» WORK INSTRUCTION
Write the records out again, exactly.

====== DATA EXTRACTS

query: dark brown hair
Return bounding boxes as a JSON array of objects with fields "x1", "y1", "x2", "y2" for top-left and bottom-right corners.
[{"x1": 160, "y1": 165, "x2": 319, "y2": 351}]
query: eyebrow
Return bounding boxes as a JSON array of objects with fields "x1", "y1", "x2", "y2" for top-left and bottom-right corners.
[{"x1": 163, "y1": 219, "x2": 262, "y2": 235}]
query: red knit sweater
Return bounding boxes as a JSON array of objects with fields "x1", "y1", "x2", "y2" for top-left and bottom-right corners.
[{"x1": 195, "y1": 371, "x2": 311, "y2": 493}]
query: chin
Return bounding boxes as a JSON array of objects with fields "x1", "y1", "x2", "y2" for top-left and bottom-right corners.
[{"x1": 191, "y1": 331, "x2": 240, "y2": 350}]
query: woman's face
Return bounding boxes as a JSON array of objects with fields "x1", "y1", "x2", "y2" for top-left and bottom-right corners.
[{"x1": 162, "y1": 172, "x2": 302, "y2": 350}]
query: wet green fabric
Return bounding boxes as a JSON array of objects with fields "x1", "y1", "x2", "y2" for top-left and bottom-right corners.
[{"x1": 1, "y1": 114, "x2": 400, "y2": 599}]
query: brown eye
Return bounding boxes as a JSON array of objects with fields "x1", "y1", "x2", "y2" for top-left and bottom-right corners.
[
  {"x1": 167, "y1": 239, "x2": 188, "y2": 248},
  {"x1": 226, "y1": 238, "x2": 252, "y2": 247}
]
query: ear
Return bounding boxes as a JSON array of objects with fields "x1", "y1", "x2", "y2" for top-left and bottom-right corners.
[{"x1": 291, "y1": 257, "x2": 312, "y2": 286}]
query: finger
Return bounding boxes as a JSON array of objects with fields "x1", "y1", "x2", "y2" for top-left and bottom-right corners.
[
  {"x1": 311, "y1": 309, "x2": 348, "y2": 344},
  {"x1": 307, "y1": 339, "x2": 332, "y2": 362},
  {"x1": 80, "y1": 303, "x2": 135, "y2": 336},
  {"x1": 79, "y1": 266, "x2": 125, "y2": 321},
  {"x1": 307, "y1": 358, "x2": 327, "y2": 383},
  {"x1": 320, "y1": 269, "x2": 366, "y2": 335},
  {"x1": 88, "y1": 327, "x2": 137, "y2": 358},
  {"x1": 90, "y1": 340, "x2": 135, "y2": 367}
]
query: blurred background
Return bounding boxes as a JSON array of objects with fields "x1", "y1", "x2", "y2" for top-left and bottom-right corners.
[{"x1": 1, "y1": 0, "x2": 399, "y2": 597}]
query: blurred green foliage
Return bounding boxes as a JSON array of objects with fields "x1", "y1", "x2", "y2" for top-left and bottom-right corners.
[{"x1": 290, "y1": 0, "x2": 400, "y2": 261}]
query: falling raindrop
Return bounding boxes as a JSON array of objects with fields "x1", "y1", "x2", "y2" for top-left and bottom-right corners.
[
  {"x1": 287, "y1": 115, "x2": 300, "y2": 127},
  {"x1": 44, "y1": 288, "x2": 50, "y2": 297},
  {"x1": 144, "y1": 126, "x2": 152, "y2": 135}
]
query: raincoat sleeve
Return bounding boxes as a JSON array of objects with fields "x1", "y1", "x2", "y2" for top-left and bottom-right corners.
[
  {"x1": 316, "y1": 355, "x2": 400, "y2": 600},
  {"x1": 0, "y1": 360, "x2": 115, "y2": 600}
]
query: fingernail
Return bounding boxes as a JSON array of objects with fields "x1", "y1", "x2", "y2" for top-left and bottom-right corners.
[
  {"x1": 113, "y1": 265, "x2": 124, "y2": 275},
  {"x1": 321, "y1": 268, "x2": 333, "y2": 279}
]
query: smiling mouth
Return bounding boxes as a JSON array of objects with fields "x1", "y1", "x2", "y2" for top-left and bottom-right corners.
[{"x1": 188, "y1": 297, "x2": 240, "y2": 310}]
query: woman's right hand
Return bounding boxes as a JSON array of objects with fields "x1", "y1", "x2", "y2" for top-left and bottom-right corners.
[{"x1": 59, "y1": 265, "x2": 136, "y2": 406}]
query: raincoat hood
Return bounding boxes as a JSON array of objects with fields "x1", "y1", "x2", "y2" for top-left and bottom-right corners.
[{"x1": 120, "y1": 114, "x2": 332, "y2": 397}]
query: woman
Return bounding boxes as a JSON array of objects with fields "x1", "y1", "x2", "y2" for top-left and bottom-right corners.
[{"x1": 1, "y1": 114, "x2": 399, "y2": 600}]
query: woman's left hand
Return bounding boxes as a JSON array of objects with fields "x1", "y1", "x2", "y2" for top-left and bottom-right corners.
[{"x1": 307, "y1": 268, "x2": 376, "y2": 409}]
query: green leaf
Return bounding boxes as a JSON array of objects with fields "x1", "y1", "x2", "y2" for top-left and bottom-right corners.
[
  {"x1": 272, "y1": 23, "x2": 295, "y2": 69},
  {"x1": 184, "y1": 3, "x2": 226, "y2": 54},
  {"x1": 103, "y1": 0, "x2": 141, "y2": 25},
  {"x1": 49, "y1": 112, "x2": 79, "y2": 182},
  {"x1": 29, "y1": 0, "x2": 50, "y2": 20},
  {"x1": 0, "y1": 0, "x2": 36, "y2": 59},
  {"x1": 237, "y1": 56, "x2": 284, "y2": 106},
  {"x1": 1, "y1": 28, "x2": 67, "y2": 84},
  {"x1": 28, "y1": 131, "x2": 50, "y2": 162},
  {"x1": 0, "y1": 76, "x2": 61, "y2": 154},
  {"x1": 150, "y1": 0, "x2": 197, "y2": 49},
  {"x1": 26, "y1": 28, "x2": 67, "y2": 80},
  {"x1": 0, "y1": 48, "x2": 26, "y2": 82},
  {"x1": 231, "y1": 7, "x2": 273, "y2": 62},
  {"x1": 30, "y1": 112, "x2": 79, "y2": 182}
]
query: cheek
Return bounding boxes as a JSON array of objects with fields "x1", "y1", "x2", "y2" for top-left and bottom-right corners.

============

» RESULT
query: dark brown hair
Return bounding boxes as a JSON array of objects with fields "x1", "y1", "x2", "y2" for top-left and bottom-right corners.
[{"x1": 160, "y1": 165, "x2": 319, "y2": 351}]
query: eyebrow
Return bounding boxes as a JSON array of objects with fields "x1", "y1", "x2", "y2" for top-left and bottom-right corners.
[{"x1": 163, "y1": 219, "x2": 262, "y2": 235}]
query: red knit sweater
Return bounding boxes as a JSON array of objects with fields "x1", "y1", "x2", "y2" for top-left and bottom-right corners.
[{"x1": 195, "y1": 371, "x2": 311, "y2": 493}]
query: chin
Return bounding boxes as a JSON array of objects with fields "x1", "y1", "x2", "y2" for top-left and bottom-right corners.
[{"x1": 191, "y1": 331, "x2": 240, "y2": 350}]
query: woman's face
Return bounding boxes as a JSON array of objects with fields "x1", "y1", "x2", "y2" for top-left and bottom-right corners.
[{"x1": 162, "y1": 172, "x2": 302, "y2": 350}]
query: wet green fabric
Return bounding boxes as a JSON array of objects with fields "x1", "y1", "x2", "y2" for top-left and bottom-right corners.
[{"x1": 1, "y1": 114, "x2": 400, "y2": 599}]
query: brown eye
Return bounding boxes as a JSON array of objects with fields "x1", "y1", "x2", "y2" for top-left and bottom-right corners.
[
  {"x1": 167, "y1": 239, "x2": 188, "y2": 248},
  {"x1": 226, "y1": 238, "x2": 252, "y2": 247}
]
query: ear
Return bounding boxes as a JSON array of objects with fields "x1", "y1", "x2", "y2" for top-left and bottom-right corners.
[{"x1": 291, "y1": 257, "x2": 312, "y2": 286}]
query: finger
Return bounding boxes as a JSON array of objects with fields "x1", "y1", "x2", "y2" for top-left and bottom-right corners.
[
  {"x1": 311, "y1": 309, "x2": 348, "y2": 344},
  {"x1": 307, "y1": 339, "x2": 332, "y2": 362},
  {"x1": 80, "y1": 303, "x2": 135, "y2": 336},
  {"x1": 79, "y1": 266, "x2": 125, "y2": 321},
  {"x1": 307, "y1": 358, "x2": 327, "y2": 383},
  {"x1": 320, "y1": 269, "x2": 366, "y2": 335},
  {"x1": 88, "y1": 327, "x2": 137, "y2": 358},
  {"x1": 90, "y1": 340, "x2": 135, "y2": 367}
]
query: blurred background
Return bounding boxes as a JSON array of objects with fields "x1", "y1", "x2", "y2" for top-left and bottom-right corners.
[{"x1": 1, "y1": 0, "x2": 399, "y2": 597}]
query: blurred green foliage
Return bounding boxes as a JSON array of objects with fields "x1", "y1", "x2", "y2" for top-left and bottom-right corners.
[{"x1": 290, "y1": 0, "x2": 400, "y2": 261}]
query: falling raindrop
Return bounding boxes as a JSON array of objects with fields "x1", "y1", "x2", "y2" for top-left and bottom-right corners.
[
  {"x1": 287, "y1": 115, "x2": 300, "y2": 127},
  {"x1": 44, "y1": 288, "x2": 50, "y2": 297},
  {"x1": 144, "y1": 126, "x2": 152, "y2": 135}
]
query: raincoat sleeve
Return bounding boxes as a JSON array of objects with fields "x1", "y1", "x2", "y2" for top-left and bottom-right corners.
[
  {"x1": 316, "y1": 355, "x2": 400, "y2": 600},
  {"x1": 0, "y1": 360, "x2": 115, "y2": 600}
]
query: fingernail
Return bounding boxes as a JSON array of objects with fields "x1", "y1", "x2", "y2" for top-left and bottom-right corners.
[
  {"x1": 113, "y1": 265, "x2": 124, "y2": 275},
  {"x1": 321, "y1": 268, "x2": 333, "y2": 279}
]
query: smiling mouth
Return bounding boxes as a JSON array of objects with fields "x1", "y1", "x2", "y2" for top-left and bottom-right corners.
[{"x1": 188, "y1": 297, "x2": 240, "y2": 310}]
query: woman's right hand
Return bounding boxes as a JSON array of objects with fields "x1", "y1", "x2", "y2" for top-left and bottom-right corners.
[{"x1": 59, "y1": 265, "x2": 136, "y2": 406}]
query: raincoat hood
Return bounding boxes as a JSON array of objects with fields "x1", "y1", "x2", "y2" for top-left and bottom-right corners.
[{"x1": 120, "y1": 114, "x2": 332, "y2": 397}]
query: woman
Return bounding boxes as a JSON array of objects with fields "x1", "y1", "x2", "y2" for top-left and bottom-right corners.
[{"x1": 1, "y1": 114, "x2": 399, "y2": 600}]
query: woman's left hand
Return bounding boxes as a JSON array of objects with fields "x1", "y1", "x2", "y2" for top-left and bottom-right corners.
[{"x1": 307, "y1": 268, "x2": 376, "y2": 409}]
query: green leaf
Return bounding boxes as a JSON array of objects with fields "x1", "y1", "x2", "y2" for top-left and bottom-right corners.
[
  {"x1": 272, "y1": 23, "x2": 295, "y2": 69},
  {"x1": 184, "y1": 3, "x2": 226, "y2": 54},
  {"x1": 103, "y1": 0, "x2": 141, "y2": 25},
  {"x1": 49, "y1": 112, "x2": 79, "y2": 182},
  {"x1": 29, "y1": 0, "x2": 50, "y2": 20},
  {"x1": 0, "y1": 0, "x2": 36, "y2": 59},
  {"x1": 237, "y1": 56, "x2": 284, "y2": 106},
  {"x1": 1, "y1": 28, "x2": 67, "y2": 84},
  {"x1": 28, "y1": 131, "x2": 50, "y2": 162},
  {"x1": 0, "y1": 76, "x2": 61, "y2": 154},
  {"x1": 150, "y1": 0, "x2": 197, "y2": 49},
  {"x1": 26, "y1": 28, "x2": 67, "y2": 80},
  {"x1": 0, "y1": 48, "x2": 26, "y2": 82},
  {"x1": 231, "y1": 7, "x2": 273, "y2": 62},
  {"x1": 30, "y1": 112, "x2": 79, "y2": 182}
]
query: cheek
Return bounding boxes as a JSON array of objects with fields "x1", "y1", "x2", "y2" for top-left and bottom-right corners.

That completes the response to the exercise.